**TASK STATEMENT:**
Reproduce the data below verbatim, omitting the pictures from your copy.

**DATASET EXCERPTS:**
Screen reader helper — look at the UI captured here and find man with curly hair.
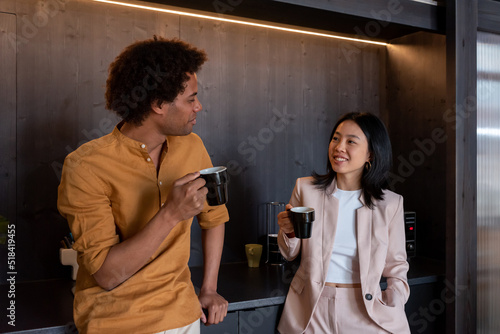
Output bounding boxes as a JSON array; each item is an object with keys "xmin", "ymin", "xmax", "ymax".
[{"xmin": 58, "ymin": 36, "xmax": 229, "ymax": 334}]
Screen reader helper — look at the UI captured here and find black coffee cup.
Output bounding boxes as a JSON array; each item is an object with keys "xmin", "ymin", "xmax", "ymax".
[
  {"xmin": 200, "ymin": 166, "xmax": 227, "ymax": 206},
  {"xmin": 290, "ymin": 206, "xmax": 314, "ymax": 239}
]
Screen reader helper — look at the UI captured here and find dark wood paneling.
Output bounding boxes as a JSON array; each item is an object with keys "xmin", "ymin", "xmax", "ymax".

**RESPONSE TO THIS TASK:**
Screen reader helper — look at the UI captured here and find man with curly hair.
Output bounding boxes as a JSON array; each item is an object with keys "xmin", "ymin", "xmax", "ymax".
[{"xmin": 58, "ymin": 36, "xmax": 229, "ymax": 334}]
Screen reader helper — look at the UI captured here and find black coffee cup.
Output bounding boxes as a JSON array; each item is an object with keys "xmin", "ymin", "xmax", "ymax".
[
  {"xmin": 200, "ymin": 166, "xmax": 227, "ymax": 206},
  {"xmin": 290, "ymin": 206, "xmax": 314, "ymax": 239}
]
Screen reader helper — look at the UI captured here and find dark wood paneling.
Output bounding boxes as a JSON array; each item is an object with keys "xmin", "ymin", "xmax", "ymax".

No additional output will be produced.